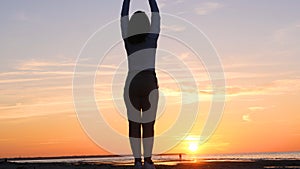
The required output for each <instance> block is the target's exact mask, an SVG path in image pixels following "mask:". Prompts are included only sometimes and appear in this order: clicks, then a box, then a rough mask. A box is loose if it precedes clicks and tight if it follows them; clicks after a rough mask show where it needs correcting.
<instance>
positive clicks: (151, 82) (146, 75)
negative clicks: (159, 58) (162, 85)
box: [126, 70, 158, 111]
mask: <svg viewBox="0 0 300 169" xmlns="http://www.w3.org/2000/svg"><path fill="white" fill-rule="evenodd" d="M128 77H130V78H128V79H127V81H126V84H127V87H128V90H129V99H130V102H131V104H132V105H133V106H134V108H135V109H137V110H141V111H147V110H148V109H149V108H150V107H151V104H157V103H150V101H149V96H150V94H151V92H152V91H153V90H155V89H158V83H157V78H156V73H155V71H154V70H144V71H141V72H139V73H137V74H134V75H130V74H129V75H128ZM154 102H155V100H154ZM156 102H157V99H156Z"/></svg>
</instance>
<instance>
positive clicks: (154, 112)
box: [142, 89, 159, 162]
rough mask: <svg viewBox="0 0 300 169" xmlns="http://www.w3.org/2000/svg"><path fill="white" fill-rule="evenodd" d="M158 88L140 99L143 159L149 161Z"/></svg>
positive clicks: (155, 109) (157, 101)
mask: <svg viewBox="0 0 300 169" xmlns="http://www.w3.org/2000/svg"><path fill="white" fill-rule="evenodd" d="M158 97H159V95H158V89H154V90H152V91H151V93H150V95H149V97H146V98H145V100H143V101H142V103H144V104H142V105H143V108H144V109H143V113H142V121H143V123H142V127H143V148H144V158H145V161H148V162H151V156H152V149H153V144H154V124H155V118H156V112H157V105H158Z"/></svg>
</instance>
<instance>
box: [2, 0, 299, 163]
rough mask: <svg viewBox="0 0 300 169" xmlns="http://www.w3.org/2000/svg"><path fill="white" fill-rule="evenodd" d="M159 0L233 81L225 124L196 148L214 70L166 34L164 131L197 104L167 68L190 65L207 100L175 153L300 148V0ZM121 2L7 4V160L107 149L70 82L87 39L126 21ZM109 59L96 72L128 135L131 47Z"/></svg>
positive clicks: (104, 111) (113, 55) (173, 152)
mask: <svg viewBox="0 0 300 169" xmlns="http://www.w3.org/2000/svg"><path fill="white" fill-rule="evenodd" d="M157 1H158V4H159V6H160V10H161V12H162V13H165V14H172V15H176V16H179V17H181V18H184V19H185V20H187V21H188V22H189V23H191V24H193V25H195V26H196V27H198V28H199V29H200V30H201V31H202V32H203V33H204V34H205V35H206V36H207V37H208V38H209V39H210V41H211V42H212V43H213V44H214V47H215V48H216V50H217V52H218V54H219V56H220V60H221V62H222V65H223V68H224V74H225V77H226V102H225V109H224V112H223V117H222V120H221V121H220V123H219V125H218V128H217V129H216V131H215V132H214V134H213V135H212V137H211V138H210V139H209V140H208V141H207V142H206V143H204V144H201V145H199V147H197V145H195V144H196V143H197V138H198V137H199V135H200V133H201V131H202V128H203V126H204V124H205V121H206V118H207V116H208V114H209V106H210V105H211V102H212V100H211V95H210V94H211V93H210V90H211V83H210V81H209V77H208V74H207V72H206V71H205V68H204V66H203V65H201V62H200V61H199V60H198V61H197V60H196V59H195V58H196V57H195V56H193V54H192V53H190V52H189V51H186V50H185V49H184V48H183V47H182V48H180V47H176V49H175V47H174V46H172V45H176V42H170V43H166V42H169V41H171V40H170V39H167V38H163V37H161V38H160V41H159V46H158V48H169V49H171V48H172V47H173V48H174V53H177V55H176V57H175V56H172V55H170V54H168V53H164V52H162V51H161V52H158V53H159V55H158V56H162V57H161V58H158V59H157V65H158V66H160V67H161V68H165V71H167V73H166V72H164V71H158V79H159V83H160V89H161V92H162V94H163V95H161V98H160V104H161V105H162V107H161V109H160V110H159V118H158V120H157V123H156V134H157V135H158V136H159V135H160V134H162V133H164V132H165V131H166V130H168V129H169V128H170V127H172V125H174V121H176V120H178V119H176V118H177V117H178V116H179V111H178V110H179V109H180V104H189V103H181V101H180V98H179V95H180V92H178V86H177V85H178V84H176V83H175V81H174V79H172V77H171V76H170V75H169V74H168V73H170V72H173V73H174V71H175V72H176V70H177V71H178V70H179V68H177V67H176V66H177V64H179V63H181V62H182V63H184V65H185V66H187V67H188V69H189V71H190V72H191V73H192V75H193V77H194V78H195V79H194V80H195V81H196V83H197V88H198V92H199V98H200V99H199V110H198V111H199V113H198V116H197V118H196V122H195V124H194V125H193V128H192V129H191V131H189V132H188V133H187V135H186V136H187V137H185V138H174V139H181V140H180V141H181V142H180V144H178V145H177V146H175V147H173V148H172V149H170V150H169V151H168V152H171V153H179V152H180V153H181V152H182V153H196V154H219V153H222V154H223V153H243V152H282V151H300V144H299V143H300V125H299V121H300V112H299V110H300V104H299V100H300V58H299V57H300V47H299V44H300V12H299V7H300V1H298V0H288V1H286V0H264V1H261V0H253V1H246V0H239V1H236V0H222V1H221V0H211V1H210V0H157ZM121 4H122V1H121V0H89V1H82V0H81V1H79V0H63V1H62V0H51V1H38V0H26V1H17V0H2V1H0V23H1V26H0V37H1V38H0V56H1V57H0V63H1V67H0V158H1V157H28V156H62V155H96V154H97V155H98V154H100V155H101V154H109V152H106V151H105V150H104V149H101V148H100V147H99V146H97V144H96V143H94V142H93V141H92V138H90V137H89V136H88V135H87V133H86V132H85V131H84V130H83V129H82V127H81V124H80V122H79V120H78V118H77V114H76V111H75V107H74V103H73V93H72V80H73V73H74V68H75V65H76V59H77V56H78V55H79V52H80V50H81V49H82V47H83V45H84V44H85V42H86V41H87V40H88V38H89V37H90V36H91V35H92V34H93V33H95V32H96V31H97V30H98V29H99V28H101V27H102V26H104V25H106V24H107V23H109V22H111V21H114V20H116V19H118V18H119V17H120V9H121ZM147 5H148V4H147V0H132V6H131V7H132V8H131V12H133V11H135V10H137V9H143V10H146V11H148V10H149V7H148V6H147ZM163 19H164V18H162V33H167V32H168V31H173V32H175V33H176V32H178V34H180V33H182V32H184V31H185V30H186V29H185V25H165V24H164V22H163ZM117 26H118V25H117ZM118 29H119V28H118ZM100 34H101V32H100ZM117 36H121V34H118V35H117ZM120 38H121V37H120ZM120 40H121V39H120ZM103 42H105V40H104V41H103ZM171 44H172V45H171ZM177 45H179V46H180V44H177ZM99 46H101V44H99ZM108 56H110V57H106V59H104V61H103V63H102V64H103V65H102V67H101V65H100V66H99V69H98V71H97V75H96V77H95V98H96V102H97V105H98V106H99V107H98V109H99V110H100V111H101V113H102V116H103V118H104V119H105V120H106V122H108V123H109V125H110V126H111V127H112V128H113V130H114V131H116V132H117V133H120V134H121V135H123V136H124V137H126V135H127V121H126V118H125V116H123V115H124V112H122V111H123V109H122V108H124V107H122V106H119V105H121V104H122V102H120V101H122V100H121V99H118V98H119V97H120V96H121V92H122V89H123V87H122V86H121V85H122V84H123V83H122V82H123V80H124V78H125V76H122V72H121V73H120V72H118V71H121V70H123V68H124V69H126V60H125V59H126V55H125V50H124V49H123V44H122V43H118V44H117V45H116V46H115V47H114V48H112V49H111V51H110V53H108ZM174 58H177V59H179V60H176V59H174ZM202 64H203V63H202ZM118 66H119V67H118ZM174 66H175V67H174ZM102 68H103V69H102ZM181 73H182V72H181ZM174 74H175V73H174ZM118 75H120V76H118ZM181 75H184V73H182V74H181ZM175 80H176V79H175ZM188 80H192V79H188ZM111 89H113V90H111ZM114 92H115V93H114ZM112 95H114V96H116V97H115V99H116V103H120V104H116V103H114V102H113V101H114V100H113V99H112ZM117 96H118V97H117ZM118 106H119V107H118ZM181 113H190V112H189V111H185V112H181ZM182 121H184V120H182ZM179 123H180V119H179ZM95 130H96V129H95ZM99 131H100V129H99ZM99 135H100V137H101V133H99ZM110 139H111V138H109V137H105V138H103V140H104V141H106V143H110V144H111V145H112V146H114V147H115V148H116V149H118V150H119V152H118V153H120V154H128V152H127V151H126V150H124V147H127V146H128V145H127V142H126V143H125V142H124V143H119V142H112V141H110ZM169 139H173V138H169ZM109 141H110V142H109ZM156 144H159V143H157V142H156ZM154 153H155V151H154Z"/></svg>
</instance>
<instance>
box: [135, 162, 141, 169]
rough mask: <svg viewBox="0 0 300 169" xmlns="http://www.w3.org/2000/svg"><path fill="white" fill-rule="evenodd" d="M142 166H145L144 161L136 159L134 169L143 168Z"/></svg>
mask: <svg viewBox="0 0 300 169" xmlns="http://www.w3.org/2000/svg"><path fill="white" fill-rule="evenodd" d="M142 168H143V165H142V162H140V161H136V162H135V163H134V169H142Z"/></svg>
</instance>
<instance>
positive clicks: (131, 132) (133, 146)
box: [129, 120, 142, 162]
mask: <svg viewBox="0 0 300 169" xmlns="http://www.w3.org/2000/svg"><path fill="white" fill-rule="evenodd" d="M129 141H130V146H131V150H132V154H133V156H134V158H135V161H136V162H137V161H138V162H141V161H142V159H141V156H142V152H141V123H137V122H133V121H130V120H129Z"/></svg>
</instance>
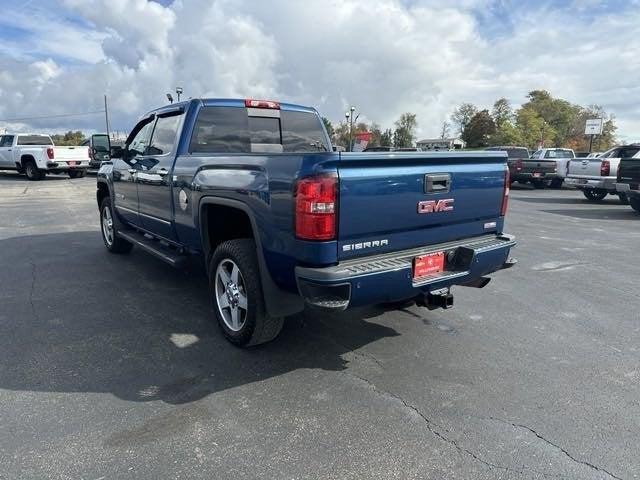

▶ **Requirement**: Of the entries above, repeat exactly the lines from the line with "88L140 99L143 159L149" through the line with "0L233 81L225 124L196", both of them included.

▶ **Result below**:
rough mask: <svg viewBox="0 0 300 169" xmlns="http://www.w3.org/2000/svg"><path fill="white" fill-rule="evenodd" d="M158 88L140 99L143 159L149 161Z"/></svg>
positive clicks: (155, 109) (157, 101)
mask: <svg viewBox="0 0 300 169" xmlns="http://www.w3.org/2000/svg"><path fill="white" fill-rule="evenodd" d="M158 97H159V95H158V89H154V90H152V91H151V93H150V95H149V97H146V98H145V100H143V101H142V103H144V104H142V105H143V108H144V109H143V113H142V121H143V123H142V127H143V148H144V158H145V161H148V162H151V156H152V149H153V144H154V124H155V118H156V112H157V105H158Z"/></svg>
</instance>
<instance>
box: [2, 0, 299, 163]
rough mask: <svg viewBox="0 0 300 169" xmlns="http://www.w3.org/2000/svg"><path fill="white" fill-rule="evenodd" d="M159 0L233 81L225 124L196 148L214 70L166 34L164 131L197 104L167 68L190 65L207 100L175 153L300 148V0ZM121 2L7 4V160L107 149L70 82L87 39L126 21ZM109 59L96 72L128 135L131 47Z"/></svg>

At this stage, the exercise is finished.